Saturday, August 25, 2007

Alphabet blocks

8/24: Alphabet blocks, oil on canvas panel, approx. 5x3 in. Not for sale.

I ended up making them kind of wobbly somehow, but I think they're still cute. My wife let our daughter start playing with some of these wood blocks this week, and she has a blast with them - lining them up and sliding them along the window sill, transferring them from one container to another, hitting us with the hard corners....

Scots Gaelic word of the day:

brèagha [brē'-ə]: lovely, fine.

I used to take refuge in studying less-than-useful things (and always will, to a lesser degree), the way some people would turn to strenuous physical activity or alcohol. Immersing myself in something like Gaelic when I was home from art school one summer helped take my racing mind to a place where I felt it could be held still, as well as get broadened a little at a time. I had a teach-yourself book with tapes to listen to and at some point I was sure I knew enough to converse with a Gaelic speaker, if I'd wanted to converse with anybody, except I spent only a summer at it and very soon forgot most of what I learned. A few years later when (thanks to my dad) I had the chance to visit Edinburgh, I would have been near clueless had I heard or read any Gaelic, and today I maybe remember half of one percent. But the word brèagha always rang in my mind - it was beautiful, perfect and fine, one of those rare words that reads and sounds, to me, to mean exactly what it means. I never had a fetish for Scottish things, but the Gaelic (really, any authentically Celtic-derived) stuff is seriously beautiful, though challenging to get a real sense of. I'll never claim to be an expert, but I hate when you see mass-market mishmashes like "Celtic Woman" or gross deceptions like the use of Irish bagpipes in the soundtrack of Braveheart, a movie about Scotland. (I like to annoy my wife with this complaint. I don't care that Mel Gibson chose also to shoot it in Ireland or that the modern bagpipes wouldn't have even been invented yet. But come on.)

### Short exercise
Reproduce word for word everything in the alphabet blocks post from "Saturday, August 25, 2007" down to "the hard corners....". The rows that follow the post aren't needed.

Object location annotation data:

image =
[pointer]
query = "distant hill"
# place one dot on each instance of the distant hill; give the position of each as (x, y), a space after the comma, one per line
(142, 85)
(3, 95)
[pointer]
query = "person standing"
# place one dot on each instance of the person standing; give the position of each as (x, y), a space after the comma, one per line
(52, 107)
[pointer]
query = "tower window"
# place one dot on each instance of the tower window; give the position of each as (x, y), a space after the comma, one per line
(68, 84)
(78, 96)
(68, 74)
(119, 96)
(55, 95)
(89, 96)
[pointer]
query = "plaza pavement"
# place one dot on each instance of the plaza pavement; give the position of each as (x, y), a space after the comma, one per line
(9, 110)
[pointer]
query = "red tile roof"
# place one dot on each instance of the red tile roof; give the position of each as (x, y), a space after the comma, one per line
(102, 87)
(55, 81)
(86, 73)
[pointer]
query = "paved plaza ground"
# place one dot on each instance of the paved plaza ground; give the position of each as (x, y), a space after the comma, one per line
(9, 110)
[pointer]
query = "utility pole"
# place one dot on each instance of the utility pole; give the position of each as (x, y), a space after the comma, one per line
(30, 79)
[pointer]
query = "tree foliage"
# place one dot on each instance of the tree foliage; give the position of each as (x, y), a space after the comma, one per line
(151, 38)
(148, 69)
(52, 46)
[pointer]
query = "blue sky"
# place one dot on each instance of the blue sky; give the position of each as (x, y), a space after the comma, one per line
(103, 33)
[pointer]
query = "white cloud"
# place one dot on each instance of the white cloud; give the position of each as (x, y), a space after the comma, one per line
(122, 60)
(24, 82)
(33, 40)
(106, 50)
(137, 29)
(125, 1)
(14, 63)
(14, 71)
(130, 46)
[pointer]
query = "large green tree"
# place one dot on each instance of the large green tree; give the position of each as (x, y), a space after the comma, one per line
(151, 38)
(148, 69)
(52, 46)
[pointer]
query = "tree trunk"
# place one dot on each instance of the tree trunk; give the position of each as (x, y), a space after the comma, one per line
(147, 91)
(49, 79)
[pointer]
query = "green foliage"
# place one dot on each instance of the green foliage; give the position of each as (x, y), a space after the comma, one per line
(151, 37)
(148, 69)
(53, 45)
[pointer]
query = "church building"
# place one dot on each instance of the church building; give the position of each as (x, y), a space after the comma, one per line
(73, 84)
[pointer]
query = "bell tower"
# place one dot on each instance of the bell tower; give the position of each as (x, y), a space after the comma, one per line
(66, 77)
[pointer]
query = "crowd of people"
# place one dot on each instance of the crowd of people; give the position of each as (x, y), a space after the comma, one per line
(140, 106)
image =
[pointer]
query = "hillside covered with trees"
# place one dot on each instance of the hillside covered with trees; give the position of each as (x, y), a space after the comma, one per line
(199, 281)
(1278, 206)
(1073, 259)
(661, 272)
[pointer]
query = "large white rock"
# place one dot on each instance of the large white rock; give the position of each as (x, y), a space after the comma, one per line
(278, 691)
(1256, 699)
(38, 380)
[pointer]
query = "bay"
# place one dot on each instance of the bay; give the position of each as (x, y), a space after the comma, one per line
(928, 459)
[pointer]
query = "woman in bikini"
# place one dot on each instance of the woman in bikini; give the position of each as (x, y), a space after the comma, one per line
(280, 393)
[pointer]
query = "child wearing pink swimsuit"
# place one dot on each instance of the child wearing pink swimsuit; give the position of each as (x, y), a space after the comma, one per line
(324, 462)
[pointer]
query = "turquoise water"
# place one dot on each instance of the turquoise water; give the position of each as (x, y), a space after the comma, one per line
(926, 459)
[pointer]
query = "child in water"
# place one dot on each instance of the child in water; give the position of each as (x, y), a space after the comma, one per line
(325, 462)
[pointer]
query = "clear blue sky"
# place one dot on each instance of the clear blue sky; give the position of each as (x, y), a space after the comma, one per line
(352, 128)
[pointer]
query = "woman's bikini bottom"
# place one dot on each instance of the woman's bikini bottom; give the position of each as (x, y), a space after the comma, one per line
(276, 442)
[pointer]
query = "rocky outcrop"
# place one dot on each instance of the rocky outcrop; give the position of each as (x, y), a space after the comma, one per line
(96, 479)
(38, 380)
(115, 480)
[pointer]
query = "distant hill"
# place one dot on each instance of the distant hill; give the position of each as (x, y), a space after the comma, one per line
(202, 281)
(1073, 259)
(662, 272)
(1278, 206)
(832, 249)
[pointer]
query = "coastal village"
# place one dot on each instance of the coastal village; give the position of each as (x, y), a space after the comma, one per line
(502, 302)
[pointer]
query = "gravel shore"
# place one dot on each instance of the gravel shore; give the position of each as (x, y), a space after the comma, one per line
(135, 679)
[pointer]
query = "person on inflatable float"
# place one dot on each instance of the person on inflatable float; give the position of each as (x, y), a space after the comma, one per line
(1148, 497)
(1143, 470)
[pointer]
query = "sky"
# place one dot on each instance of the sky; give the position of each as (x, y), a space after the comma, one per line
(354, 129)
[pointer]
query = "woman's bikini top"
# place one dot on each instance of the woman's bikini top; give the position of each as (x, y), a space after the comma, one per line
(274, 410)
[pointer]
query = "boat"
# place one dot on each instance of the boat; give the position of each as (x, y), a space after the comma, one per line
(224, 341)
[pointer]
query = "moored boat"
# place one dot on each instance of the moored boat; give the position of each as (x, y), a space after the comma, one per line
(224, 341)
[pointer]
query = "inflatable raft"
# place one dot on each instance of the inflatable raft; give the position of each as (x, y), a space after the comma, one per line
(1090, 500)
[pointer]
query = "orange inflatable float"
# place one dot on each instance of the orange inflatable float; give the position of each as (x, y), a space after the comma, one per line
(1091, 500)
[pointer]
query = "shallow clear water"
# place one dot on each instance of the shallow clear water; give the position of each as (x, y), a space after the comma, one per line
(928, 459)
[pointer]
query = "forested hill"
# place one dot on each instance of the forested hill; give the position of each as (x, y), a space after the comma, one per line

### Solution below
Saturday, August 25, 2007

Alphabet blocks

8/24: Alphabet blocks, oil on canvas panel, approx. 5x3 in. Not for sale.

I ended up making them kind of wobbly somehow, but I think they're still cute. My wife let our daughter start playing with some of these wood blocks this week, and she has a blast with them - lining them up and sliding them along the window sill, transferring them from one container to another, hitting us with the hard corners....